● Passage provided:
#####
In Amartya Sen’s “Development as Freedom,” Sen states that human development is the process of expanding human freedoms to allow people to lead the lives they have reason to live (Sen). Freedom is important because it leads to a higher quality of life. By targeting poverty-stricken areas and gathering data, we can use our freedoms to eradicate the unfreedoms of poverty in developing nations. Through this data, researchers can better understand poverty and its determinants in order to better design programs that reduce inequality and improve public service delivery among those who are extremely poor (Castelán). In this research plan, I will be assessing data science methods that are being used to indicate poverty-stricken regions and how the data can be used to eradicate poverty in Africa and India.
#####
● Data entries:

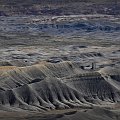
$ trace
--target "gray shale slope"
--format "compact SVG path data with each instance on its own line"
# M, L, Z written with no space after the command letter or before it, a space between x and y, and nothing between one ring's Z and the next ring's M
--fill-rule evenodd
#####
● Task: Please repeat word for word the part of the passage on poverty and freedom starting at "In Amartya Sen’s" and ending at "Africa and India.". The records are separate material from the passage on poverty and freedom.

● Answer to this exercise:
In Amartya Sen’s “Development as Freedom,” Sen states that human development is the process of expanding human freedoms to allow people to lead the lives they have reason to live (Sen). Freedom is important because it leads to a higher quality of life. By targeting poverty-stricken areas and gathering data, we can use our freedoms to eradicate the unfreedoms of poverty in developing nations. Through this data, researchers can better understand poverty and its determinants in order to better design programs that reduce inequality and improve public service delivery among those who are extremely poor (Castelán). In this research plan, I will be assessing data science methods that are being used to indicate poverty-stricken regions and how the data can be used to eradicate poverty in Africa and India.